> [TASK DETAILS] All lines of the material that contain "plant" must be copied out.
####################
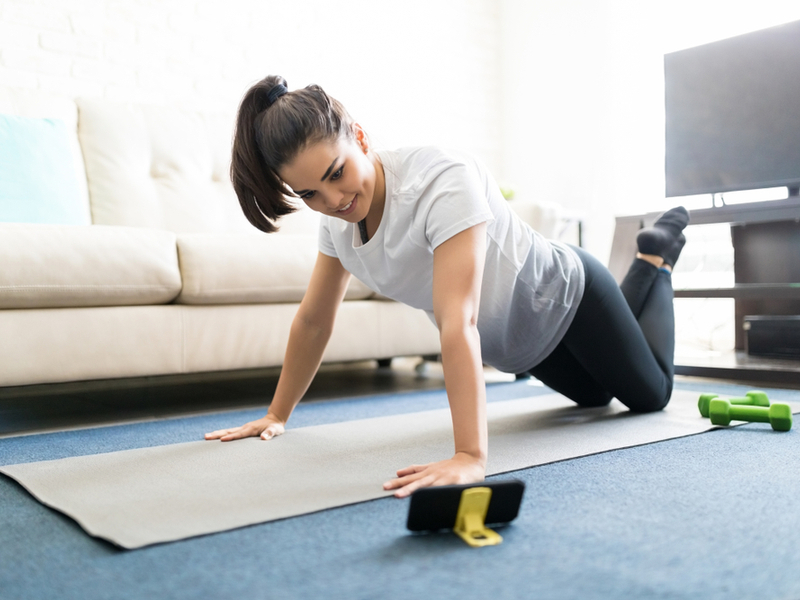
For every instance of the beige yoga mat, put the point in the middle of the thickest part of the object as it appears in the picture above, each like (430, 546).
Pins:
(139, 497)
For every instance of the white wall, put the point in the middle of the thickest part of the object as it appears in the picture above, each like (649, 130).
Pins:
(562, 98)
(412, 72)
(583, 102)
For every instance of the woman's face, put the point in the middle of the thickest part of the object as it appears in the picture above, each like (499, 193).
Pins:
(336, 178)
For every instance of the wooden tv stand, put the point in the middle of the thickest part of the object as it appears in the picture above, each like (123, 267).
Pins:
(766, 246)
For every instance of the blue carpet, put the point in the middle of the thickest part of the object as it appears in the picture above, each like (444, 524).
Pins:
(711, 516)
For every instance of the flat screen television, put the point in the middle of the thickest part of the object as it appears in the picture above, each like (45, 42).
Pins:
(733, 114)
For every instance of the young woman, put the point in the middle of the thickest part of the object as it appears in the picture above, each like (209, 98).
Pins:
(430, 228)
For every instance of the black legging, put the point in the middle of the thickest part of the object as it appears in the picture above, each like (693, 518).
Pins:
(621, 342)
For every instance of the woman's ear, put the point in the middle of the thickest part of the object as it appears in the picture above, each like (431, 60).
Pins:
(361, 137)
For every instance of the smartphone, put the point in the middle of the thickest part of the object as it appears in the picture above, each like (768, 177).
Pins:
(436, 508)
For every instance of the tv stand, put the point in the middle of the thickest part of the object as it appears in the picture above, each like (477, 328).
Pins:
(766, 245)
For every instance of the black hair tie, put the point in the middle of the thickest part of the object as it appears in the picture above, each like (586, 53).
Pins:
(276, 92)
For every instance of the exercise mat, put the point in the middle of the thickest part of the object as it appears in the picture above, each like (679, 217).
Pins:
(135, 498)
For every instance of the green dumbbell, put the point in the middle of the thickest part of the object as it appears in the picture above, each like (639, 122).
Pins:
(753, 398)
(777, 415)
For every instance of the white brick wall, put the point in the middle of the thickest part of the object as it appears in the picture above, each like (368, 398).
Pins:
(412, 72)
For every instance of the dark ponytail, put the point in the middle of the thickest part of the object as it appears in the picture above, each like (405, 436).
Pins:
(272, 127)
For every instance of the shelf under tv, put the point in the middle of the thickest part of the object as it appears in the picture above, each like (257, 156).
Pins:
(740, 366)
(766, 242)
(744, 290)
####################
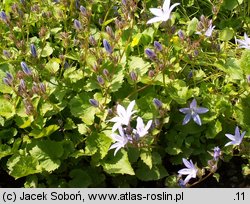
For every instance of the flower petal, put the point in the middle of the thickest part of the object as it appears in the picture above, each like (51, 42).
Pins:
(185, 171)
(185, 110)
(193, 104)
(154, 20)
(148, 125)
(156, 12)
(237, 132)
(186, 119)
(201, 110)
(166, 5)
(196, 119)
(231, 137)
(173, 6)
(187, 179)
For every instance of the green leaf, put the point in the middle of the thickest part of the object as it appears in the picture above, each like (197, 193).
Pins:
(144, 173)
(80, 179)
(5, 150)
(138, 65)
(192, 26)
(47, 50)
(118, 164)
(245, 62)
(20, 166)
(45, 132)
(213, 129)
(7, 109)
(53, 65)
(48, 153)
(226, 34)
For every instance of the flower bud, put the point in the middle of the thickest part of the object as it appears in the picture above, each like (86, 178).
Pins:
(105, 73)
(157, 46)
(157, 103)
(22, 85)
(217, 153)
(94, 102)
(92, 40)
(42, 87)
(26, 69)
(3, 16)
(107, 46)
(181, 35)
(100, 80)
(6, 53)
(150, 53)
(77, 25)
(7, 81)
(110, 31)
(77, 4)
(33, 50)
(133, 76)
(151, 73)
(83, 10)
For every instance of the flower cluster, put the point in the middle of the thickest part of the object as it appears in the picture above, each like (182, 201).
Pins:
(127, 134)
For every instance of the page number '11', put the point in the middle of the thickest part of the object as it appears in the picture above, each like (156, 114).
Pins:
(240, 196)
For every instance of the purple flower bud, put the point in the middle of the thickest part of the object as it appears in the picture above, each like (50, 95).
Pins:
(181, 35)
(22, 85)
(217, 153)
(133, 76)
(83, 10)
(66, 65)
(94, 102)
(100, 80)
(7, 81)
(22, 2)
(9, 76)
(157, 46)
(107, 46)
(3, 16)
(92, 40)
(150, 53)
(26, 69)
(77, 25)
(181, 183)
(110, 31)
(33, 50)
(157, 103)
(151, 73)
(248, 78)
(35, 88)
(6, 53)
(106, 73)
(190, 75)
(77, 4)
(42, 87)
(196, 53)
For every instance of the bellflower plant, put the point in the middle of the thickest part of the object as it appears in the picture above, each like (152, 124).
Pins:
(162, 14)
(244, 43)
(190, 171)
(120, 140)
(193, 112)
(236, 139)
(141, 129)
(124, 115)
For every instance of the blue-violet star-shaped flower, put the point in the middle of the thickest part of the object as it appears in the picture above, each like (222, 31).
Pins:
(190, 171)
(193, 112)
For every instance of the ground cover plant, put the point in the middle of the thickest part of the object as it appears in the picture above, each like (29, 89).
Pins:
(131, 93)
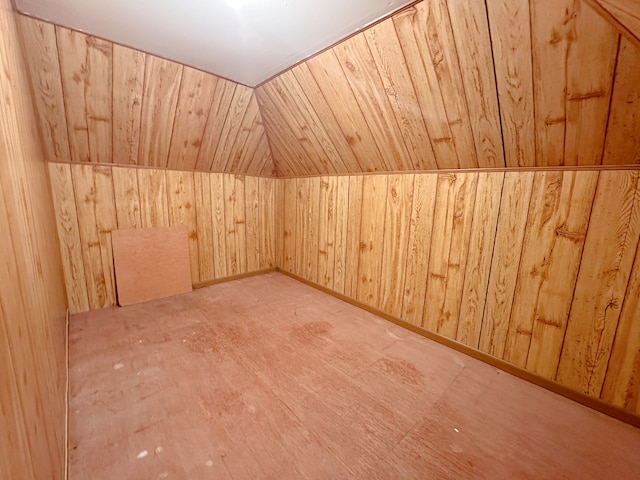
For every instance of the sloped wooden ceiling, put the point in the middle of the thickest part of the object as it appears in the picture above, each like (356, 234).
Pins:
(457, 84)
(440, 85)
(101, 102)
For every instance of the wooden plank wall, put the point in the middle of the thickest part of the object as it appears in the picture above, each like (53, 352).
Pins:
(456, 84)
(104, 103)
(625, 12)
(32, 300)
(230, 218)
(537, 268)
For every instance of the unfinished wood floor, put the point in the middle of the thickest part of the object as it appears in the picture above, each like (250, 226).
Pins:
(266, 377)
####################
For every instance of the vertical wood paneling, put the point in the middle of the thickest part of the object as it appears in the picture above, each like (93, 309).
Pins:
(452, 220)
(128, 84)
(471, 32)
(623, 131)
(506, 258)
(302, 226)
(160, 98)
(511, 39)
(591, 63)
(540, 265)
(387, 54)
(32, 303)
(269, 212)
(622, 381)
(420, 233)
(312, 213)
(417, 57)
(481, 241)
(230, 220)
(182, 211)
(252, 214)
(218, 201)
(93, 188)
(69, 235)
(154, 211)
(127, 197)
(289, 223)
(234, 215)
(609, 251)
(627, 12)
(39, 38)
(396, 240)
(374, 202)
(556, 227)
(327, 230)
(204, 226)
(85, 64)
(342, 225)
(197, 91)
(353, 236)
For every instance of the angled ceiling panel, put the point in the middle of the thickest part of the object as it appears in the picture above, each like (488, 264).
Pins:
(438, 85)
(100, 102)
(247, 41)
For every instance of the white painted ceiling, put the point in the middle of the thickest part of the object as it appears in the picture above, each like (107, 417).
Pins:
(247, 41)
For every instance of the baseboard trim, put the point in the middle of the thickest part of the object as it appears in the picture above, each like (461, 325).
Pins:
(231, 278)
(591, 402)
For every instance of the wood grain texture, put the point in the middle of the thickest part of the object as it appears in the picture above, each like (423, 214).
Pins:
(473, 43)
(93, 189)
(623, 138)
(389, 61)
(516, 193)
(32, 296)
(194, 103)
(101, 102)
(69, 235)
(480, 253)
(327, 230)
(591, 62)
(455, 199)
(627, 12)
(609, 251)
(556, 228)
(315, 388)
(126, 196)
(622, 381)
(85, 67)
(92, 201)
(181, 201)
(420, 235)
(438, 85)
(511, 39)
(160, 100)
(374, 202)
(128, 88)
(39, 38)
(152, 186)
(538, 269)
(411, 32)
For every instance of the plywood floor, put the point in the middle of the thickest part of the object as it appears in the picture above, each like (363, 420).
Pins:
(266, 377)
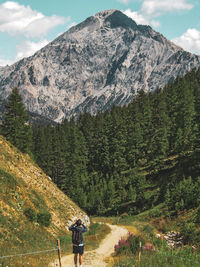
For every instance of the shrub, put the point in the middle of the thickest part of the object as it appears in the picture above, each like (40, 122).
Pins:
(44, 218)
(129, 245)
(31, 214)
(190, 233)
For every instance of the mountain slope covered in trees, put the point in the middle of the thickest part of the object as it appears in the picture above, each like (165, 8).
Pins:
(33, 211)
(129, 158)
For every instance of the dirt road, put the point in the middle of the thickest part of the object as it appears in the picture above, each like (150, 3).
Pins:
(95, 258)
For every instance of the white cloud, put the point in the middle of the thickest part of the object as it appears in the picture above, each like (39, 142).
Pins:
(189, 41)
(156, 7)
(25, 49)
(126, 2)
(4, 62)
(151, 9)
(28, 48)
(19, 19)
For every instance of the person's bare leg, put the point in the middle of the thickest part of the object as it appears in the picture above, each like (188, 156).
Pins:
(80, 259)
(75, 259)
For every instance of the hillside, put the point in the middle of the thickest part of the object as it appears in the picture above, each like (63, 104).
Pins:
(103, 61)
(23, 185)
####################
> [TASK RESPONSE]
For every instance of the bellflower plant, put the point in the middle of the thickest part of the object as it appears in the picture above, each like (152, 124).
For every instance of the ground cover plant, put the point in the middle of the thickest part of the object as it appears in the picture above, each like (29, 89).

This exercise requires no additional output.